Problem statement.
Copy verbatim the lines of the data below, beginning at the line that contains "Tag each instance of the forest" and ending after the line that contains "<point>180,503</point>", with both of those lines included.

Task data.
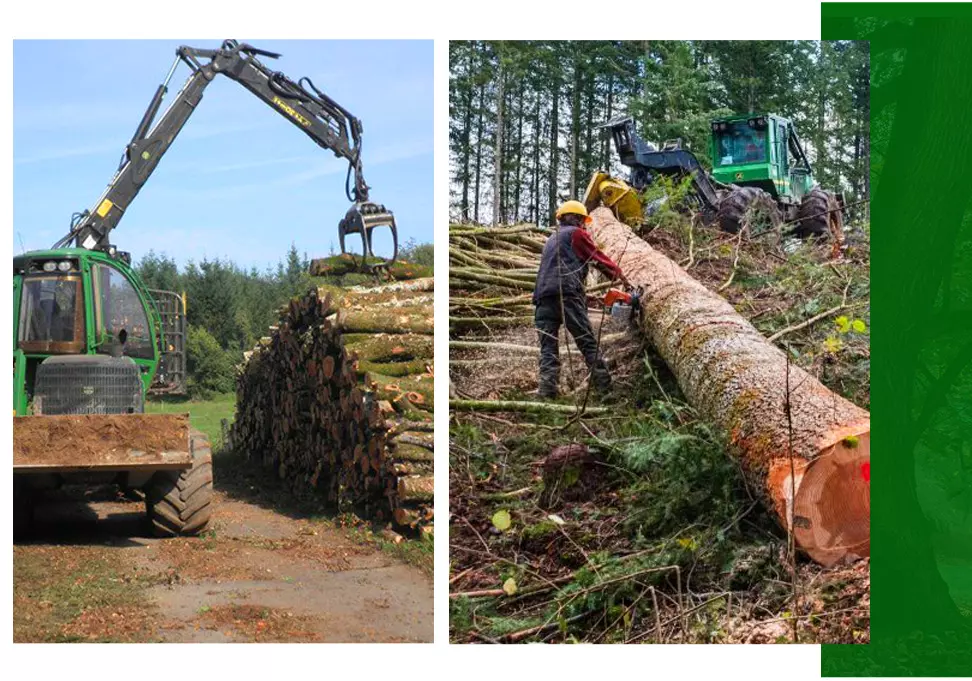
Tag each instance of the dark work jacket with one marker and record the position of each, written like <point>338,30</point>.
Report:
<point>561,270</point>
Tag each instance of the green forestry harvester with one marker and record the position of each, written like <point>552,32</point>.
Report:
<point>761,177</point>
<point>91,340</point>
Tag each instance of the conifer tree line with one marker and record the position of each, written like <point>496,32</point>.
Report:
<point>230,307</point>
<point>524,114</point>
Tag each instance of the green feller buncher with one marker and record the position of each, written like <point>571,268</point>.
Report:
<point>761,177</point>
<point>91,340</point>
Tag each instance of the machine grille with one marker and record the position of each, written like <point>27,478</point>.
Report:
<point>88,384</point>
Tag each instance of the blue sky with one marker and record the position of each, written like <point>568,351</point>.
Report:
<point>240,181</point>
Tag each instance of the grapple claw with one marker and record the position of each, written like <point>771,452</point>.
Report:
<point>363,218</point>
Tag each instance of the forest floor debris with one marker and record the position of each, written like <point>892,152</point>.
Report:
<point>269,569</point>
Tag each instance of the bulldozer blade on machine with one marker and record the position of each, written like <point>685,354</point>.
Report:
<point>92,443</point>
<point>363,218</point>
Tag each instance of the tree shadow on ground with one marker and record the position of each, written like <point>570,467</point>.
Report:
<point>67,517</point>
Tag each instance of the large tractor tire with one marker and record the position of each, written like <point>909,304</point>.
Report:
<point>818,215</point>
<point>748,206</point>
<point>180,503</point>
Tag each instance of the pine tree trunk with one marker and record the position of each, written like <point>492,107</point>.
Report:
---
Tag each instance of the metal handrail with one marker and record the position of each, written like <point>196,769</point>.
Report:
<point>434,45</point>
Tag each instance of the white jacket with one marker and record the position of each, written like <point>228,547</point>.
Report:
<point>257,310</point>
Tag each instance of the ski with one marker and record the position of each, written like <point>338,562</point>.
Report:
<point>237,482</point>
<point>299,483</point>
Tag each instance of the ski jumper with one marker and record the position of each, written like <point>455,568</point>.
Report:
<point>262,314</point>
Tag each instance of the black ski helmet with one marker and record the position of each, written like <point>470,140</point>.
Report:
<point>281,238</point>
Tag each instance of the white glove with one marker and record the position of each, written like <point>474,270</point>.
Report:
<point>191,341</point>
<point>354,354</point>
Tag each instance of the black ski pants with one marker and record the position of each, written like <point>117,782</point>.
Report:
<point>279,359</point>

Written response.
Tag each instance of the forest floor debris with one marker and record the position of each, written like <point>892,152</point>.
Report:
<point>269,569</point>
Tag each instance of the bulldozer blade on machine with one marker and record the position of each, written like <point>685,354</point>.
Report:
<point>92,443</point>
<point>363,218</point>
Tag each instance of the tree shadow on ground with one marker and record the position of each, written like <point>570,467</point>.
Report:
<point>67,517</point>
Tag each instance of the large tractor tire with one marker and record the position of each, written like <point>909,304</point>.
Report:
<point>818,215</point>
<point>748,206</point>
<point>180,503</point>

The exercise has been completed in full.